◆ **Given instruction A**: Count the lines of the entries that contain the string "tree", treating case as significant. Give only the number.

────────────────

From: Ludovic Courtès
Subject: Re: [PATCH] improve nginx-service
Date: Sun, 27 Nov 2016 22:01:47 +0100
User-agent: Gnus/5.13 (Gnus v5.13) Emacs/25.1 (gnu/linux)

Hi, and sorry for the delay!

julien lepiller <address@hidden> skribis:

> Le 2016-11-22 23:20, Hartmut Goebel a écrit :
>> Am 20.11.2016 um 13:49 schrieb Julien Lepiller:
>>> What do you think? should I continue in that direction, or should I go
>>> back to what I was doing before?
>>
>> Thanks for working on this. I will give it a try the next days. But I
>> want to share two points going around in my head:
>>
>> 1) I propose moving the nginx service into a package
>> gnu/service/nginx.scm. Imagine we will implement an equal complex
>> config
>> schema for apache. Then we will get a beast of code with lots of
>> useless
>> "nginx-" prefixes.
>>
>> 2) Is it possible to add some magic to e.g. "nginx-service-type" so
>> that
>> all identifiers within are searched in the "nginx" scope. Example:
>>
>>       (service-extension
>>         nginx-service-type
>>          (const (list (server    ;; taken from "nginx" scope
>>                         (blocks (list))
>>                         (configs (list
>>                                   (option (type 'server_name)     ;;
>> taken from "nginx" scope
>>                                           (value (list 'default)))
>
> I am quite new to scheme, but as far as I can tell, there is no notion
> of scope. Here, (option ...) can be independent from nginx or apache
> (because there is nothing specific), but probably not (server),
> because it is a notion specific to nginx and because what it can
> contain is different in the apache world and nginx world. Also, how
> would the two types be recognized when you want both apache and nginx
> (probably not useful, but it may happen)?

────────────────

◆ **Given instruction B**: Write the next part of the email above about the nginx service, starting right after its final sentence.

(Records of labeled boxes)
────────────────

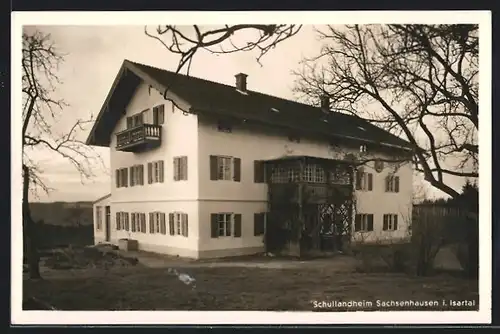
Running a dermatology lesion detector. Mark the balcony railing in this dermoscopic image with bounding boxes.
[116,124,161,152]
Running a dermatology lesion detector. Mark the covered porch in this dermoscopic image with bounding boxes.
[264,156,354,257]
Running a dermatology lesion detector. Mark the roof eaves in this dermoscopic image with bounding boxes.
[92,193,111,204]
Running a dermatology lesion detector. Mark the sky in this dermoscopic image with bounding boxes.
[18,25,462,202]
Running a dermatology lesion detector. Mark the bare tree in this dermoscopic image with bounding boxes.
[296,25,479,201]
[22,31,100,279]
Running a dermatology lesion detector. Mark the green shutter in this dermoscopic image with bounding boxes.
[210,213,219,238]
[233,158,241,182]
[210,155,219,181]
[367,214,373,231]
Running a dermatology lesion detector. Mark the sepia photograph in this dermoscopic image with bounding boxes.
[11,11,491,324]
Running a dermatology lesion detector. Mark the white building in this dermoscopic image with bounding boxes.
[87,60,413,258]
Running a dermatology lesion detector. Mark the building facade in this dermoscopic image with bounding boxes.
[87,61,413,258]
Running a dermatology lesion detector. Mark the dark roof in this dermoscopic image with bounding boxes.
[87,60,411,148]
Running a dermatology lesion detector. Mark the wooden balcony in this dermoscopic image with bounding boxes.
[116,124,161,152]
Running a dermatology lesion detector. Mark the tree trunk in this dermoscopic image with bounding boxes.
[23,165,41,279]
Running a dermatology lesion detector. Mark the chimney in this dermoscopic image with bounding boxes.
[235,73,248,92]
[320,95,330,112]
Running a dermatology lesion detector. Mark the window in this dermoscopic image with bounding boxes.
[130,212,146,233]
[304,164,326,183]
[382,214,398,231]
[210,155,241,182]
[149,212,167,234]
[148,160,164,184]
[217,121,233,133]
[130,165,144,187]
[116,212,130,231]
[153,104,165,125]
[253,160,266,183]
[95,206,102,231]
[115,168,128,188]
[385,175,399,193]
[210,213,241,238]
[253,212,266,236]
[174,156,187,181]
[354,213,373,232]
[356,170,373,191]
[168,212,188,237]
[288,134,300,143]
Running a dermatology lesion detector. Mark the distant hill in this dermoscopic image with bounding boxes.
[30,202,93,226]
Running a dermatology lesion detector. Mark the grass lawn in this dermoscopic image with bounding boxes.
[23,267,478,311]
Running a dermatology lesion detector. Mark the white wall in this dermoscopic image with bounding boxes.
[198,117,413,249]
[110,84,198,203]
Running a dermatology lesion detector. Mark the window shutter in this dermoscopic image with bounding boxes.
[158,160,164,183]
[149,212,155,234]
[174,157,179,181]
[367,214,373,231]
[131,213,137,232]
[233,158,241,182]
[356,170,363,190]
[210,213,219,238]
[115,169,120,188]
[253,213,265,236]
[210,155,218,181]
[234,213,241,238]
[168,213,175,235]
[182,213,189,237]
[160,212,167,234]
[354,214,361,232]
[156,104,165,124]
[181,157,187,181]
[123,168,128,187]
[253,160,264,183]
[116,212,121,231]
[148,162,153,184]
[139,165,144,186]
[153,107,159,125]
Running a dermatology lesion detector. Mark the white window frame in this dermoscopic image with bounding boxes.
[383,213,397,231]
[217,212,234,238]
[217,156,234,181]
[358,213,369,232]
[153,161,161,183]
[386,175,401,193]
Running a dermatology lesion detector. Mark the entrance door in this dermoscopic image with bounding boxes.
[104,205,111,241]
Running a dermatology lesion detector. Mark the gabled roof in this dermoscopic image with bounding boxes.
[87,60,412,149]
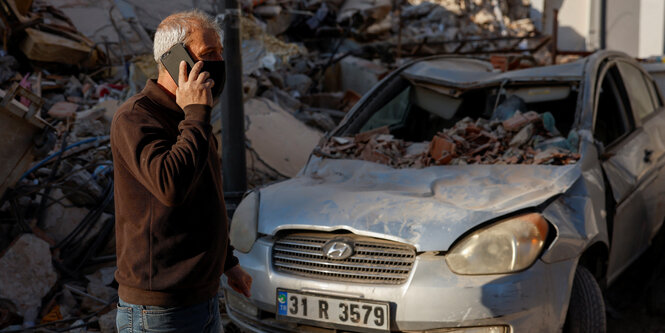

────────────────

◆ **Task result A**: 2

◆ **Task result B**:
>
> I've been rethinking it, and I would like to use define-configuration
> (from cups and dovecot) because it looks really good. But I don't want
> to define the same config option for each possible block it can appear
> in, and that's why I used (option). So I'm looking for a way to
> dynamically define records for each block type, so they can be used
> more consistently with what we have. Unfortunately, I don't see how I
> could do that, if that is possible at all... Ludo, any idea? I'd like
> to be able to write:
>
> (define-record-type* <nginx-option>
>   ...)
>
> (define-syntax option
>   (syntax-rule ()
>     (option mname mtype mdef mdoc mblocks))
>     (nginx-option (name mname) (type mtype) ...)))
>
> (define option-list (list
>   (option 'server-name server-name 'default "the name of the server
> that is served by the http block" (list 'http))
>   ...))
>
> and then be able to create the block records by filtering that list:
>
> (define-nginx-configuration nginx-http-block
>   (filter ... option-list))
>
> (define-nginx-configuration nginx-events-block
>   (filter ... option-list))
>
> (define-nginx-configuration nginx-server-block
>   (filter ... option-list))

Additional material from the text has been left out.